◆ EXERCISE AIM ◆
Rewrite the listing below, replacing every occurrence of "large dark boulder" with "large dark rock" and keeping everything else unchanged.

◆ DATASET RECORDS ◆
========================

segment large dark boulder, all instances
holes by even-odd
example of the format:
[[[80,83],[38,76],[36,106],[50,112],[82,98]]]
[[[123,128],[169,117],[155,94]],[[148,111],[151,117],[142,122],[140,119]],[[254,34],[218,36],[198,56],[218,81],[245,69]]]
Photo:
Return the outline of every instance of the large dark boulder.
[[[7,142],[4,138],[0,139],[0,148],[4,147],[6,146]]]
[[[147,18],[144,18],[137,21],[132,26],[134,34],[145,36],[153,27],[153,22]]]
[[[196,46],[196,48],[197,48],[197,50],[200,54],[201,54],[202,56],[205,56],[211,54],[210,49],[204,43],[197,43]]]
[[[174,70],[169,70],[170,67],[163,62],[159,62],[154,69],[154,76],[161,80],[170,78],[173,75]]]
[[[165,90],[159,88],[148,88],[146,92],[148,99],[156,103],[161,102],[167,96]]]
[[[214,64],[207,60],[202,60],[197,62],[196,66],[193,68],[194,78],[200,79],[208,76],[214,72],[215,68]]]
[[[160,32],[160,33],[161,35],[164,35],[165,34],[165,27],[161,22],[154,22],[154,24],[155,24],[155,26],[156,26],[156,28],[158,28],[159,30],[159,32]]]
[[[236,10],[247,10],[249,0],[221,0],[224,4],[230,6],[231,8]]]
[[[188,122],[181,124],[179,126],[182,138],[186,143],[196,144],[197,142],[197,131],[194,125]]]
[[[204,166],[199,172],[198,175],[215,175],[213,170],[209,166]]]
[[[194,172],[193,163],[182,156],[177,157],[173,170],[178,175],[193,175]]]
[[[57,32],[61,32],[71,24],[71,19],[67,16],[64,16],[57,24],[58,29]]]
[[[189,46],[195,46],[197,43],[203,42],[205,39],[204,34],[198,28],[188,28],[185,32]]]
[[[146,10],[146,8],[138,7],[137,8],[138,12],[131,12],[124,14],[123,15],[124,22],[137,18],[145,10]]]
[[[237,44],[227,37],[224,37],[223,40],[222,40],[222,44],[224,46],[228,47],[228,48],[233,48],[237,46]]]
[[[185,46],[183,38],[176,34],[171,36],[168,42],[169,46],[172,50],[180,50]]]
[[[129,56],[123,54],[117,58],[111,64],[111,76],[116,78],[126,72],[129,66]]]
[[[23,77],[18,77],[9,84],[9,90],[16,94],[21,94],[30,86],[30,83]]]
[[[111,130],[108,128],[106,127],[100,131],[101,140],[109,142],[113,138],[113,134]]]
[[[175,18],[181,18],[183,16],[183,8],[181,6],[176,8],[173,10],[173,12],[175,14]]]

========================

◆ FULL SOLUTION ◆
segment large dark rock, all instances
holes by even-odd
example of the format:
[[[80,83],[38,76],[36,106],[50,112],[82,98]]]
[[[123,128],[169,117],[155,94]],[[148,111],[151,117],[142,122],[140,119]],[[254,34],[218,36],[198,56],[218,81],[245,69]]]
Photo:
Return the outline of every instance of the large dark rock.
[[[7,142],[4,138],[0,139],[0,148],[4,147],[6,146]]]
[[[147,18],[144,18],[137,21],[132,26],[134,34],[145,36],[153,27],[153,22]]]
[[[196,46],[196,48],[197,48],[197,50],[200,54],[201,54],[202,56],[205,56],[211,54],[210,49],[204,43],[197,43]]]
[[[174,70],[169,70],[170,67],[163,62],[159,62],[154,69],[154,76],[161,80],[170,78],[173,75]]]
[[[165,90],[159,88],[148,88],[146,92],[148,99],[156,103],[161,102],[167,96]]]
[[[214,64],[207,60],[202,60],[197,62],[196,66],[193,68],[194,78],[200,79],[208,76],[214,72],[215,68]]]
[[[160,32],[160,33],[161,35],[164,35],[165,34],[165,27],[161,22],[154,22],[154,24],[155,24],[155,26],[156,26],[156,28],[158,28],[159,30],[159,32]]]
[[[236,10],[247,10],[249,0],[221,0],[224,4],[230,6],[231,8]]]
[[[188,122],[181,124],[179,126],[182,138],[186,143],[196,144],[197,142],[197,131],[194,125]]]
[[[204,166],[199,172],[198,175],[215,175],[213,170],[209,166]]]
[[[194,172],[193,163],[182,156],[177,157],[173,170],[178,175],[193,175]]]
[[[57,32],[61,32],[71,24],[71,19],[67,16],[64,16],[57,24],[58,29]]]
[[[189,46],[195,46],[197,43],[203,42],[205,39],[204,34],[198,28],[188,28],[185,32]]]
[[[146,10],[146,8],[138,7],[137,8],[138,12],[131,12],[124,14],[123,15],[124,22],[137,18],[145,10]]]
[[[237,44],[227,37],[224,37],[223,40],[222,40],[222,44],[224,46],[228,47],[228,48],[233,48],[237,46]]]
[[[185,46],[183,38],[176,34],[171,36],[168,42],[169,46],[172,50],[180,50]]]
[[[129,56],[123,54],[117,58],[111,64],[111,76],[116,78],[126,72],[129,66]]]
[[[23,77],[18,77],[9,84],[9,90],[16,94],[21,94],[30,86],[30,83]]]
[[[111,130],[108,128],[106,127],[100,131],[101,140],[109,142],[113,138],[113,134]]]
[[[175,18],[181,18],[183,16],[183,8],[181,6],[176,8],[173,10],[173,12],[175,14]]]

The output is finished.